------ RECORDS SUPPLIED

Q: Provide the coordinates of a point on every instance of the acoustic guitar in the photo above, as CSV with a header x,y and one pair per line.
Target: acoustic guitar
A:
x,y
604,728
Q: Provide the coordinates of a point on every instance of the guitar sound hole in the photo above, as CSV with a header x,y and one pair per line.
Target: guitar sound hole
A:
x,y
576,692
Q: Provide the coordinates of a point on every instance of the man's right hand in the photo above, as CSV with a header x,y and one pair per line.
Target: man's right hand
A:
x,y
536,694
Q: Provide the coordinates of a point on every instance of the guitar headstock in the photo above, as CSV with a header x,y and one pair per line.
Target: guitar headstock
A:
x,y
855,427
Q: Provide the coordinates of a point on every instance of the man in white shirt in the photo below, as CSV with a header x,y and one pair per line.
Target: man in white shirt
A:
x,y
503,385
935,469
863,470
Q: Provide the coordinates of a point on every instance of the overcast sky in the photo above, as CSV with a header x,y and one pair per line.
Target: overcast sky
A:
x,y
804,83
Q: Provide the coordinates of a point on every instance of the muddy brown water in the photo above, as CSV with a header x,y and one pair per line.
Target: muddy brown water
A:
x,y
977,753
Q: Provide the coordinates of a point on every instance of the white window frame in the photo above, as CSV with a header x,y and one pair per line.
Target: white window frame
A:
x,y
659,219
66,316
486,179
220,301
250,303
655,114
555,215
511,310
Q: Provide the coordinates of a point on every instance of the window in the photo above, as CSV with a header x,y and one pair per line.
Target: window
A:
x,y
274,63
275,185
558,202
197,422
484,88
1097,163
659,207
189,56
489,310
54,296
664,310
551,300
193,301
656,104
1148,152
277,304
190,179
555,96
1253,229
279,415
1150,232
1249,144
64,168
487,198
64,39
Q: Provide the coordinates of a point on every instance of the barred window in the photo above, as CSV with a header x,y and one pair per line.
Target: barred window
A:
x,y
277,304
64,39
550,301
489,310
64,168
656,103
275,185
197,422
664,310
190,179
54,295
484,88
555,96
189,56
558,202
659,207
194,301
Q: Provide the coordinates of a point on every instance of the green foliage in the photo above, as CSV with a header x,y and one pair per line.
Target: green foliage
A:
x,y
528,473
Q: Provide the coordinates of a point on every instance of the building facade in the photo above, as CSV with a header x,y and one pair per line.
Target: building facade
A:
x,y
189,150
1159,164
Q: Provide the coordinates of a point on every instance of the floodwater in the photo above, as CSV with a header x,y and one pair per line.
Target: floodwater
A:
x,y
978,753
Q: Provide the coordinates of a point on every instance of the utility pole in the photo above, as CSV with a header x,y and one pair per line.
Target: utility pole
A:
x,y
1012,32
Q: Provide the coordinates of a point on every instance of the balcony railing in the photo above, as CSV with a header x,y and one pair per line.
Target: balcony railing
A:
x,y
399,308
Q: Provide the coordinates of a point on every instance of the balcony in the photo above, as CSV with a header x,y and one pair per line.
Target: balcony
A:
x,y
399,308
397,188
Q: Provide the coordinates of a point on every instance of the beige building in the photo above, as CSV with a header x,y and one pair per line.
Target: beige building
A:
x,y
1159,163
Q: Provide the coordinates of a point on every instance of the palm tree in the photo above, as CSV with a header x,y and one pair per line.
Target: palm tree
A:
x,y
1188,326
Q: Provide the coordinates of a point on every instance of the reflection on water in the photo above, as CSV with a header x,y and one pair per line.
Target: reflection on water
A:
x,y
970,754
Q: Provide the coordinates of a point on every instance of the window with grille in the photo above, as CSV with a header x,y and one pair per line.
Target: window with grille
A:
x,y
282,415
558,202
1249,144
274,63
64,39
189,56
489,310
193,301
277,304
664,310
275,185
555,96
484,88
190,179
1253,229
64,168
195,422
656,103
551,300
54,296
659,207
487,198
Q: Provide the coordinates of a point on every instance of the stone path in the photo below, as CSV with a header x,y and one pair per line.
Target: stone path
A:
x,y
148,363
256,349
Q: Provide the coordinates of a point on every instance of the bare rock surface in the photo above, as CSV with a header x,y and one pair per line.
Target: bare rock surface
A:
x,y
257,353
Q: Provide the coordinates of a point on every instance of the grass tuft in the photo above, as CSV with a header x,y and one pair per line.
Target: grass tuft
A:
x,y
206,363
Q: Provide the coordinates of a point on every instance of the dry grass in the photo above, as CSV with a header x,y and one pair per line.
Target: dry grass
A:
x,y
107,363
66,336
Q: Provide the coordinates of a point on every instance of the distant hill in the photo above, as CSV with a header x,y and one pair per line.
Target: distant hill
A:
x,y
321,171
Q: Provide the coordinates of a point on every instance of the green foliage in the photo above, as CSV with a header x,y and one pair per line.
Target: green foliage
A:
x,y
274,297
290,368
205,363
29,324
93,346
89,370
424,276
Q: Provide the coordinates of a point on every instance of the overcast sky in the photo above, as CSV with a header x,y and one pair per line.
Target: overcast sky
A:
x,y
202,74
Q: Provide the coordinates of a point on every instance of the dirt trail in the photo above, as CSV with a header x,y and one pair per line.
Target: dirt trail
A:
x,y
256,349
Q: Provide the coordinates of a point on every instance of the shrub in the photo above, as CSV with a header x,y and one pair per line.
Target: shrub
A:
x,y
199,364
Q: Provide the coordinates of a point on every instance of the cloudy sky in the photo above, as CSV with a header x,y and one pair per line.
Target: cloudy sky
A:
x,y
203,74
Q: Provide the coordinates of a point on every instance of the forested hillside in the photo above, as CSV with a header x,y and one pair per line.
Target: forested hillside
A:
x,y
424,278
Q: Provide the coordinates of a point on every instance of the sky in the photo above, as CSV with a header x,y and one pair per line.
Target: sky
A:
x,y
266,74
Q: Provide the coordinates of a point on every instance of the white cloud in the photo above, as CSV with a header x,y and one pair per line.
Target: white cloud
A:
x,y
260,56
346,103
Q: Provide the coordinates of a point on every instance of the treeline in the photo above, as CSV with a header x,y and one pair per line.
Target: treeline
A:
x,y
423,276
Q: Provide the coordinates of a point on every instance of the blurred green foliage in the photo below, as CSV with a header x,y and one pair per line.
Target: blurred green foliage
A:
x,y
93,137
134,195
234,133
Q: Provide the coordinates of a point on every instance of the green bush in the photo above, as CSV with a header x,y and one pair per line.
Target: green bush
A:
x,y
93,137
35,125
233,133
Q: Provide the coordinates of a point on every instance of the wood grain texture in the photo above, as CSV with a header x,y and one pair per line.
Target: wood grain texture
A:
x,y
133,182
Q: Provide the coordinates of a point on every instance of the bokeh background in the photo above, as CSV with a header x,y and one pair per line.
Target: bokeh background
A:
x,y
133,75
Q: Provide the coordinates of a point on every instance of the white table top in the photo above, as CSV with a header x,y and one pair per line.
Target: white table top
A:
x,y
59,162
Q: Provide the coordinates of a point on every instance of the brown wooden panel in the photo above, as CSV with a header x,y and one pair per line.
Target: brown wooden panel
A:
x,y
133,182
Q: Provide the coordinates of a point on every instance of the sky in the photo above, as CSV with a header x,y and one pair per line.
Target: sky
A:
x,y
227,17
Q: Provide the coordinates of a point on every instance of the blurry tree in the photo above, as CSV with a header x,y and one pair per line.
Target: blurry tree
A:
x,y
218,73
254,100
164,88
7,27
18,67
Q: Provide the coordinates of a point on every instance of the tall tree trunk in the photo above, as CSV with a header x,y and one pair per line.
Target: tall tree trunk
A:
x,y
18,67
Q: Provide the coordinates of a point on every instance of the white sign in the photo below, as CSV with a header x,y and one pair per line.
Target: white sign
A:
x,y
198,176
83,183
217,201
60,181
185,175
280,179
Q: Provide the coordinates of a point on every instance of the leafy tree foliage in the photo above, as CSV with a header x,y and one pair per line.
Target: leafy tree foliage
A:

------------

=== SHORT TASK ===
Each record above should be repeated exactly as it appears.

=== SOLUTION TO THIS TASK ===
Q: Provide the coordinates of a point on every instance of the acoustic guitar in the photo above, as CSV with a header x,y and one pair per line.
Target: acoustic guitar
A:
x,y
604,728
Q: Provide the coordinates of a point on every instance of the guitar sound hole in the photo above, as CSV with a header x,y and one pair per line.
Target: guitar sound hole
A:
x,y
576,692
Q: Provide the coordinates of a point on every instance of the man's right hand in the photo above, as CSV with a header x,y and one pair per line.
Target: man's right hand
A:
x,y
536,694
Q: Provide the coordinates of a point on every instance of the guitar headstock in the photo above, as CSV with a header x,y and one pair per line.
Target: guitar headstock
A:
x,y
855,427
Q: Provide the coordinates of a point on every instance of the man in white shirt in the photo below, as CSV with a header x,y and one pair per line.
Target: man in white shirt
A:
x,y
503,385
935,469
863,470
Q: Provide the coordinates of a point on every instance of the overcast sky in the photo above, as CSV with a header x,y and one pair per line.
Target: overcast sky
A:
x,y
804,83
Q: Provide the coordinates of a point on every instance of the muddy brown water in the photo above, as CSV with a header x,y and one pair per line.
Target: muddy brown water
A:
x,y
977,753
Q: Provide the coordinates of a point on every instance of the white window frame in the photo above, as CSV with a header x,y and one pair per line.
Target: white window frame
A:
x,y
659,219
66,316
486,179
220,301
250,303
655,114
555,215
511,310
Q: Provide the coordinates of a point on every instance of the window in the photo above, as CSV with a header x,y and one pair per line.
Target: window
A:
x,y
274,63
275,185
558,202
197,422
484,88
1097,163
659,207
189,56
489,310
54,296
664,310
551,300
193,301
656,104
1148,152
277,304
190,179
555,96
1253,229
279,415
1150,232
1249,144
64,168
487,198
64,39
Q: Provide the coordinates of a point on every instance of the barred window in the photo above, as CSV with a header x,y and one pair per line.
Target: barred window
A:
x,y
277,304
64,39
550,301
489,310
64,168
656,103
275,185
197,422
664,310
190,179
54,295
484,88
555,96
189,56
558,202
659,207
194,301
Q: Provide the coordinates of a point on every instance of the green foliage in the photo above, as CSV with a header x,y and one pair per line.
Target: green foliage
A:
x,y
528,473
Q: Provide the coordinates of a point on every instance of the building facade in the photo above, as CSV with a header x,y and one pair per line.
Target: building facade
A:
x,y
189,150
1159,164
Q: Provide the coordinates of a point on every instance of the floodwater in the photo above, as CSV with a header x,y and one pair per line.
Target: floodwater
A:
x,y
978,753
Q: Provide the coordinates of a point on every instance of the utility pole in the photo above, as CSV with a header x,y and one pair per line.
Target: utility pole
A:
x,y
1012,32
Q: Provide the coordinates of a point on every instance of the balcony railing in the photo above, as CSV with a header x,y and one pair per line.
Target: balcony railing
A:
x,y
399,308
Q: Provide the coordinates of a point on every instance of the balcony in the photo above, as CSV with a header x,y and one pair per line.
Target: balcony
A:
x,y
399,308
397,188
Q: Provide the coordinates of a point on every instance of the beige building in the photo above, as CSV with a header x,y and one pair per line.
Target: beige building
A:
x,y
1159,163
Q: Provide the coordinates of a point on every instance of the palm tree in the photo above, as CSV with a header x,y and one pair per line.
Target: palm tree
A:
x,y
1188,326
Q: Provide the coordinates of a point on every instance of the reflection on water in the photo above, as CSV with a header x,y and one pair per line.
Target: reflection on water
A:
x,y
970,754
Q: Provide the coordinates of a point on every instance of the window with grille in the photo above, as CSV with a header x,y and one pair per line.
Target: window with grille
A:
x,y
282,415
558,202
1249,144
274,63
64,39
189,56
489,310
193,301
277,304
664,310
275,185
555,96
484,88
190,179
1253,229
64,168
195,422
656,103
551,300
54,296
659,207
487,198
Q: Provide the coordinates of a point on every instance of the stone path in the photo below, as CSV with a header x,y and one pair per line.
Target: stone path
A:
x,y
148,363
256,349
Q: Provide the coordinates of a point on every instance of the bare rock surface in the photo above, as CSV with a header x,y and one pair per line.
Target: bare rock surface
A:
x,y
257,353
Q: Provide the coordinates of a point on every instance of the grass tuft in the photo above, as CSV with a header x,y and one pair per line.
Target: grass tuft
A:
x,y
206,363
Q: Provide the coordinates of a point on every instance of the dry grass in the photo above, as CSV with a header x,y and one pair per line.
Target: dry grass
A:
x,y
107,363
66,336
Q: Provide the coordinates of a point on every instance of the distant hill in the photo above, as CSV with a header x,y and one pair per line.
Target: distant hill
A:
x,y
321,171
Q: Provide the coordinates of a point on every instance of the green foliage in the photo above, as CSV with a header x,y and one pair per line.
Target: green foliage
A:
x,y
274,297
290,368
205,363
29,324
93,346
89,370
424,276
Q: Provide the coordinates of a point on every instance of the overcast sky in the photo above, as CSV with a header x,y and one pair per line.
Target: overcast sky
A:
x,y
202,74
Q: Provide the coordinates of a point on every instance of the dirt trail in the photo above, as CSV with a header x,y and one pair per line.
Target: dirt trail
A:
x,y
256,349
Q: Provide the coordinates of a point on every instance of the shrub in the photo above, as CSV with a header x,y and one pair per line.
Target: shrub
A:
x,y
199,364
Q: Provide the coordinates of a point on every instance of the cloudy sky in the photo above, as CSV with a header x,y and one pair per line.
Target: cloudy sky
A:
x,y
203,74
Q: Provide the coordinates of a point on every instance of the forested hillside in the photo above, as CSV with a header x,y and one pair per line.
Target: forested hillside
A:
x,y
424,278
Q: Provide the coordinates of a point on every instance of the sky in the photo above, as CSV with a header x,y and one pair per line.
Target: sky
A:
x,y
266,74
Q: Provide the coordinates of a point on every instance of the white cloud in the photo above, as CSV with a header x,y and one pair per line.
Target: white cloud
A:
x,y
260,56
346,103
Q: Provide the coordinates of a point on every instance of the treeline in the photo above, as CSV with a header x,y and one pair per line.
Target: treeline
A:
x,y
423,276
Q: Provide the coordinates of a point on every instance of the blurred green foliage in the photo below, as CSV with a header x,y and one pair per line.
Target: blurred green foliage
A:
x,y
93,137
134,195
234,133
Q: Provide the coordinates of a point on every instance of the green bush in the photo above, as CSV with a header x,y and one pair per line.
Target: green bush
A:
x,y
93,137
35,125
233,133
Q: Provide the coordinates of a point on every instance of the wood grain texture in the photo above, as CSV with a header x,y and one pair per line.
Target: wood grain texture
A:
x,y
133,182
Q: Provide the coordinates of a point on every instance of the bokeh background in the photo above, as CSV with a header x,y and one pair per line.
Target: bokeh background
A:
x,y
133,75
Q: Provide the coordinates of a point on every instance of the white table top in the photo above, as CSV with a header x,y and one pair per line.
Target: white table top
A:
x,y
59,162
Q: Provide the coordinates of a point on every instance of the brown wooden panel in the photo above, as CSV with a header x,y and one pair per line.
Target: brown wooden panel
A:
x,y
133,182
Q: Provide the coordinates of a point on every instance of the sky in the photo above, as CSV with a header x,y and one pair per line.
Target: sky
A:
x,y
227,17
Q: Provide the coordinates of a point on every instance of the blurry tree in the photo above, as CSV with a header x,y and one pair per line.
Target: blurry tree
A:
x,y
218,73
254,100
164,88
7,27
18,67
Q: Provide the coordinates of a point on every instance of the tall tree trunk in the photo above, as CSV with a header x,y and one pair per line.
Target: tall tree trunk
A:
x,y
18,67
Q: Provide the coordinates of a point on every instance of the white sign in the photo below, as CSV with a header x,y and one pair per line.
Target: white sign
A:
x,y
198,176
83,183
217,201
60,181
185,175
280,179
Q: Provide the coordinates of a point on every instance of the leafy tree foliage in the photo above, as CSV with a header x,y and one pair per line.
Target: leafy tree foliage
A:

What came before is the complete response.